# [EXERCISES]
A: Say whether each statement agrees with the text on derivative valuation. Answer yes or no, and quote the words from the text that decide it.
(i) The Company may ask counterparties to post collateral if their credit ratings get worse.
(ii) Some of the Company's derivative counterparties are outside its credit facility lender group.
(iii) Market quotes usually assume that all counterparties have the same credit quality.
B: The text on derivative valuation has a sentence about the method for setting the adjustment for the Company's own credit quality. List every item that sentence says the method takes into account.

# [TEXT TO READ]
Generally, market quotes assume that all counterparties have near zero, or low, default rates and have equal credit quality. However, an adjustment may be necessary to reflect the credit quality of a specific counterparty to determine the fair value of the instrument. The Company monitors the credit ratings of its counterparties and may require counterparties to post collateral if their ratings deteriorate. In some instances, the Company will attempt to novate the trade to a more stable counterparty.

Valuation adjustments are necessary to reflect the effect of the Company’s credit quality on the fair value of any derivative liability position. This adjustment takes into account any credit enhancements, such as collateral margin that the Company may have posted with a counterparty, as well as any letters of credit between the parties. The methodology to determine this adjustment is consistent with how the Company evaluates counterparty credit risk, taking into account the Company’s credit rating, current credit facility margins, and any change in such margins since the last measurement date. All of the Company’s derivative counterparties are members of the Company’s credit facility lender group.

The methods described above may result in a fair value estimate that may not be indicative of net realizable value or may not be reflective of future fair values and cash flows. While the Company believes that the valuation methods utilized are appropriate and consistent with authoritative accounting guidance and with other marketplace participants, the Company recognizes that third parties may use different methodologies or assumptions to determine the fair value of certain financial instruments that could result in a different estimate of fair value at the reporting date.

# [COLLECTED MATERIAL]
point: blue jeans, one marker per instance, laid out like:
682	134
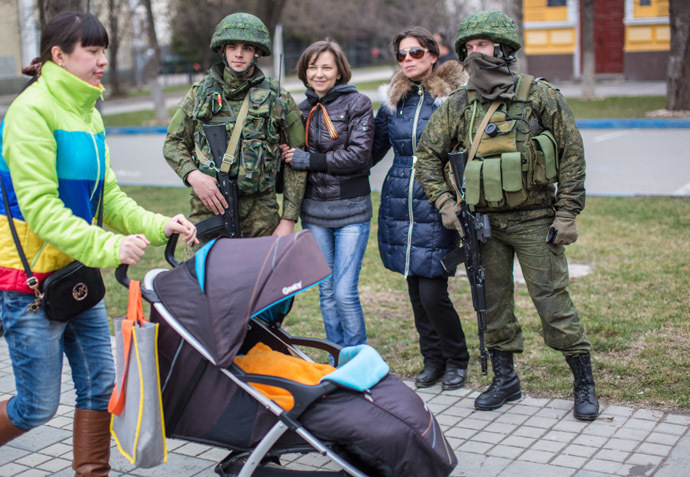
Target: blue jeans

# [WORKED SOLUTIONS]
A:
(i) Yes: "may require counterparties to post collateral if their ratings deteriorate"
(ii) No: "All of the Company’s derivative counterparties are members of the Company’s credit facility lender group."
(iii) Yes: "Generally, market quotes assume that all counterparties have near zero, or low, default rates and have equal credit quality."

B:
- the Company's credit rating
- current credit facility margins
- any change in such margins since the last measurement date